TEXTE DU DOCUMENT:
===============

Lorsque, jeune commandant, il prit le pouvoir par la force, il se
vantait dans le style cryptomythologique qu'il affectionne: «La branche ne casse jamais dans les bras du caméléon.» C'était en octobre 1972. Depuis, l'animal lui colle. Cependant, tout «caméléon» qu'il est, l'ex-dictateur militaro-marxiste du Bénin peut-il revenir à la tête de l'Etat, élu démocratiquement? Avec 34% au premier tour de la présidentielle, en talonnant Nicéphore Soglo, l'actuel chef de l'Etat, Mathieu Kérékou le prouve, d'autant qu'il vient de nouer des alliances électorales qui font de lui le favori du second tour, ce dimanche. Changeant de couleur selon l'environnement, l'ancien «grand camarade de lutte» assure sa prise au fur et à mesure de sa progression. Cependant, tel son totem, c'est surtout son faible poids qui lui permet de s'avancer jusqu'à la pointe extrême de frêles branches. Aussi, une fois élu, l'homme fruste du Nord risque de n'être que le jouet de ses alliés sudistes de circonstance.

===============

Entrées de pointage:

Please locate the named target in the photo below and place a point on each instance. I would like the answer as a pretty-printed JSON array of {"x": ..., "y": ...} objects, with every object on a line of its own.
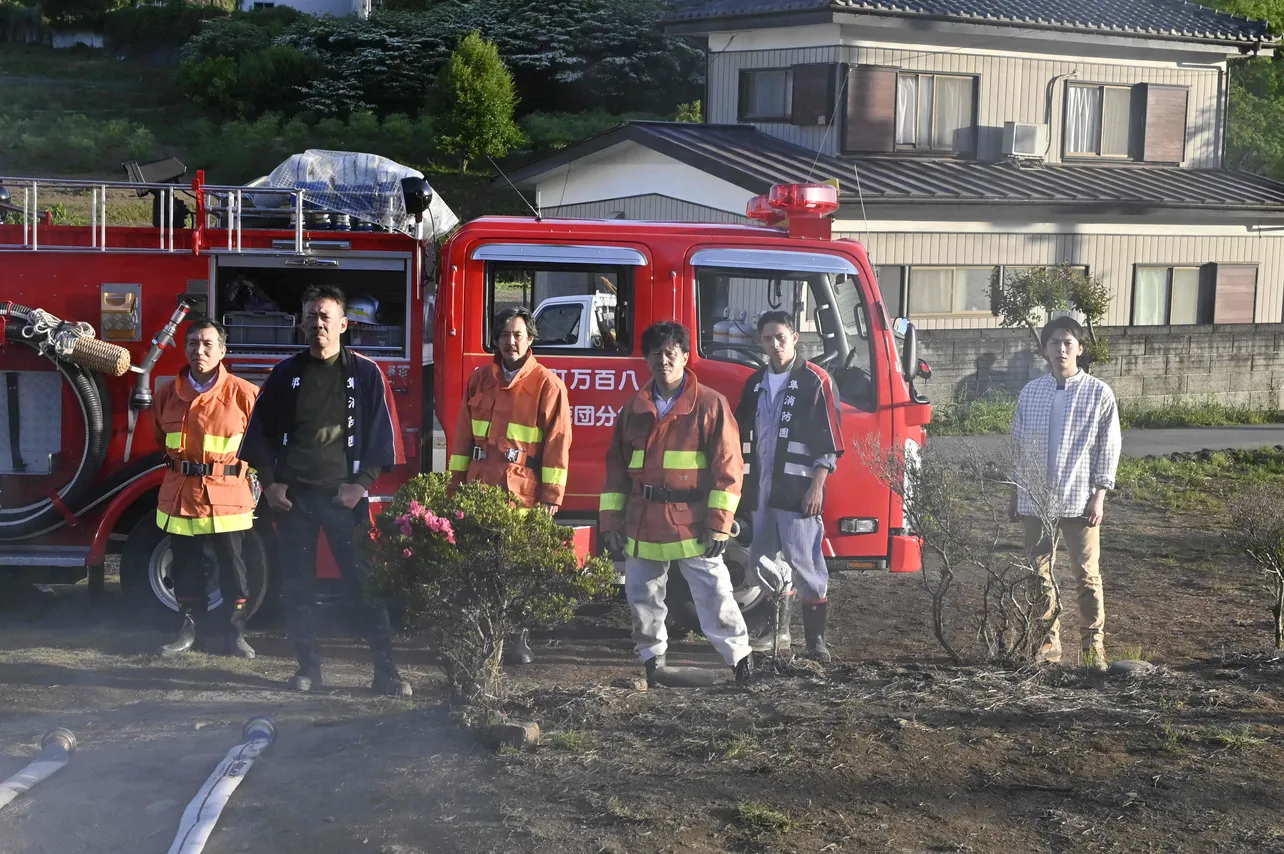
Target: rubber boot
[
  {"x": 186, "y": 635},
  {"x": 236, "y": 645},
  {"x": 813, "y": 627},
  {"x": 308, "y": 676},
  {"x": 651, "y": 664},
  {"x": 781, "y": 637},
  {"x": 518, "y": 650},
  {"x": 388, "y": 679}
]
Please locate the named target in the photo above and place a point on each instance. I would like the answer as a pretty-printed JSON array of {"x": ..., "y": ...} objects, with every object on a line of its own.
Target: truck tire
[
  {"x": 754, "y": 604},
  {"x": 145, "y": 569}
]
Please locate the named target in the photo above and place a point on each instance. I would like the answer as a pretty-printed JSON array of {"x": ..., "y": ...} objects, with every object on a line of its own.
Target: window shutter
[
  {"x": 813, "y": 94},
  {"x": 1237, "y": 294},
  {"x": 1165, "y": 123},
  {"x": 871, "y": 116}
]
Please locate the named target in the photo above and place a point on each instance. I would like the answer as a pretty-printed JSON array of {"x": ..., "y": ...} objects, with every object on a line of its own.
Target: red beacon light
[
  {"x": 759, "y": 209},
  {"x": 803, "y": 208},
  {"x": 804, "y": 199}
]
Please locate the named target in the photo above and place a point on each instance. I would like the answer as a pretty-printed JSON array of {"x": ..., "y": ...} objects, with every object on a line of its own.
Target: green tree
[
  {"x": 475, "y": 102},
  {"x": 1027, "y": 297}
]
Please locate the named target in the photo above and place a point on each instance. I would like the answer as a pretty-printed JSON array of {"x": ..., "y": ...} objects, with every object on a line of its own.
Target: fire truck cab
[
  {"x": 695, "y": 274},
  {"x": 80, "y": 468}
]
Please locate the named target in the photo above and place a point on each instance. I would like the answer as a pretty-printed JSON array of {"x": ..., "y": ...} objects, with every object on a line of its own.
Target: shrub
[
  {"x": 1027, "y": 297},
  {"x": 475, "y": 103},
  {"x": 471, "y": 569},
  {"x": 233, "y": 36}
]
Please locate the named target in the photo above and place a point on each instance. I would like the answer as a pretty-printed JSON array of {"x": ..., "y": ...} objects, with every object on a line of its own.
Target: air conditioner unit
[{"x": 1021, "y": 139}]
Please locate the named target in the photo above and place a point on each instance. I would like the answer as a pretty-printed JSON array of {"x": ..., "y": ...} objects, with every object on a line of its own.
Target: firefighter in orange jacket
[
  {"x": 673, "y": 480},
  {"x": 206, "y": 497},
  {"x": 514, "y": 429}
]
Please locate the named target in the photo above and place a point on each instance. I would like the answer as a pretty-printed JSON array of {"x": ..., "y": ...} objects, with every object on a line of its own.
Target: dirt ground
[{"x": 893, "y": 750}]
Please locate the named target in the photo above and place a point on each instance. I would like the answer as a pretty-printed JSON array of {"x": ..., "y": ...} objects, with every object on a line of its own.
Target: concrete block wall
[{"x": 1152, "y": 366}]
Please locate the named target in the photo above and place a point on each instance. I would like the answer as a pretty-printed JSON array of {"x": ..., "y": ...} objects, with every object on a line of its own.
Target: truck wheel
[
  {"x": 755, "y": 606},
  {"x": 145, "y": 565}
]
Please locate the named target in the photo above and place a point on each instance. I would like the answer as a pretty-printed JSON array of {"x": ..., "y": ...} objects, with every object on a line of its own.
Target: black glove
[
  {"x": 715, "y": 543},
  {"x": 615, "y": 542}
]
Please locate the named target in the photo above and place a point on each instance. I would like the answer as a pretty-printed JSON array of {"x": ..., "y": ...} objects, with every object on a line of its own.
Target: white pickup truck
[{"x": 584, "y": 321}]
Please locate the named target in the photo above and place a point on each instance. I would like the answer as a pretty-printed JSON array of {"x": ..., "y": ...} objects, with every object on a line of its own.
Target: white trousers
[{"x": 645, "y": 583}]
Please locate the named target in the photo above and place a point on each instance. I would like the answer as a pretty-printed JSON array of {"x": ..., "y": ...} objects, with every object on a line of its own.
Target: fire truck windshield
[{"x": 828, "y": 311}]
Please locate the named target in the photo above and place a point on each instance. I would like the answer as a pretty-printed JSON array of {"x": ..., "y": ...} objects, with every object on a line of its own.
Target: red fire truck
[{"x": 78, "y": 466}]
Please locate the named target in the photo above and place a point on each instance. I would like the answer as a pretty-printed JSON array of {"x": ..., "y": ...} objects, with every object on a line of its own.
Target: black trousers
[
  {"x": 190, "y": 570},
  {"x": 348, "y": 534}
]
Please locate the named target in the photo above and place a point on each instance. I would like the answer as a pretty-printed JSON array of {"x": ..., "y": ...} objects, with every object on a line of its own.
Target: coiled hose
[{"x": 90, "y": 392}]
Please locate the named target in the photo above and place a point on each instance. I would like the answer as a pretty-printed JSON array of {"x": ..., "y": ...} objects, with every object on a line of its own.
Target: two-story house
[{"x": 970, "y": 138}]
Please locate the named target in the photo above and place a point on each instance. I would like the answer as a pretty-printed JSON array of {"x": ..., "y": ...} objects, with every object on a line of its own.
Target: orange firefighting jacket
[
  {"x": 515, "y": 435},
  {"x": 692, "y": 451},
  {"x": 204, "y": 429}
]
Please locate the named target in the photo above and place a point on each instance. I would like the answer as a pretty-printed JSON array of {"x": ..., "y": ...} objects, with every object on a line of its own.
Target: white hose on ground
[
  {"x": 55, "y": 751},
  {"x": 202, "y": 813}
]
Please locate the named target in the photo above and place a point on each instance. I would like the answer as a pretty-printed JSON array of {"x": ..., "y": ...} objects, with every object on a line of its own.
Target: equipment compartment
[{"x": 261, "y": 301}]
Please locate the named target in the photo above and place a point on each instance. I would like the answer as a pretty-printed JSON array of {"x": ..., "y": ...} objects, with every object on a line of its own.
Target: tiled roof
[
  {"x": 1157, "y": 18},
  {"x": 755, "y": 161}
]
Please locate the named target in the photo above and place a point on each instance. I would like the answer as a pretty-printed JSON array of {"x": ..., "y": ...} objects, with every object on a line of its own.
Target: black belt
[
  {"x": 203, "y": 469},
  {"x": 511, "y": 455},
  {"x": 665, "y": 496}
]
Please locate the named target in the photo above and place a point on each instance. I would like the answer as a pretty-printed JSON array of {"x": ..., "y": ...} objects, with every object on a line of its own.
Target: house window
[
  {"x": 765, "y": 95},
  {"x": 935, "y": 112},
  {"x": 891, "y": 285},
  {"x": 1099, "y": 121},
  {"x": 1169, "y": 296},
  {"x": 950, "y": 290}
]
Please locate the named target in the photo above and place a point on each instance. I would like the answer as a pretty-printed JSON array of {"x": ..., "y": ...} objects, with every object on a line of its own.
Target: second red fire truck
[{"x": 86, "y": 312}]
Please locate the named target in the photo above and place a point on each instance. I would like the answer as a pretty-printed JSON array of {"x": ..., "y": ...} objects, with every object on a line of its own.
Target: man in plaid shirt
[{"x": 1066, "y": 435}]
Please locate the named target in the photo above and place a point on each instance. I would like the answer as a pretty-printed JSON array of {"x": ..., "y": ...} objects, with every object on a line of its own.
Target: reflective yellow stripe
[
  {"x": 665, "y": 551},
  {"x": 613, "y": 501},
  {"x": 719, "y": 500},
  {"x": 184, "y": 527},
  {"x": 222, "y": 443},
  {"x": 521, "y": 433},
  {"x": 685, "y": 460}
]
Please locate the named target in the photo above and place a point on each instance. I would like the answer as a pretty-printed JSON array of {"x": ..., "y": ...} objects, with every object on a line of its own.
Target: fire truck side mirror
[
  {"x": 904, "y": 330},
  {"x": 417, "y": 195}
]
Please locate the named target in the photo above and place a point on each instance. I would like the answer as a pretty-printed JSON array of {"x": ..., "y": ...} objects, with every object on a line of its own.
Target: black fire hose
[{"x": 90, "y": 392}]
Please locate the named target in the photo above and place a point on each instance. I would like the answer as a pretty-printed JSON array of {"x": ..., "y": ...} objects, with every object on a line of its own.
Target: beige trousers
[{"x": 1084, "y": 545}]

===============

CONSIGNE:
Résumez le texte en deux phrases, s'il vous plaît.

RÉPONSE:
Mathieu Kérékou, ancien dictateur militaro-marxiste du Bénin arrivé au pouvoir par la force en octobre 1972, a obtenu 34 % au premier tour de la présidentielle, talonnant le chef de l'État Nicéphore Soglo. Ses alliances électorales font de lui le favori du second tour, mais une fois élu, il risque de n'être que le jouet de ses alliés sudistes de circonstance.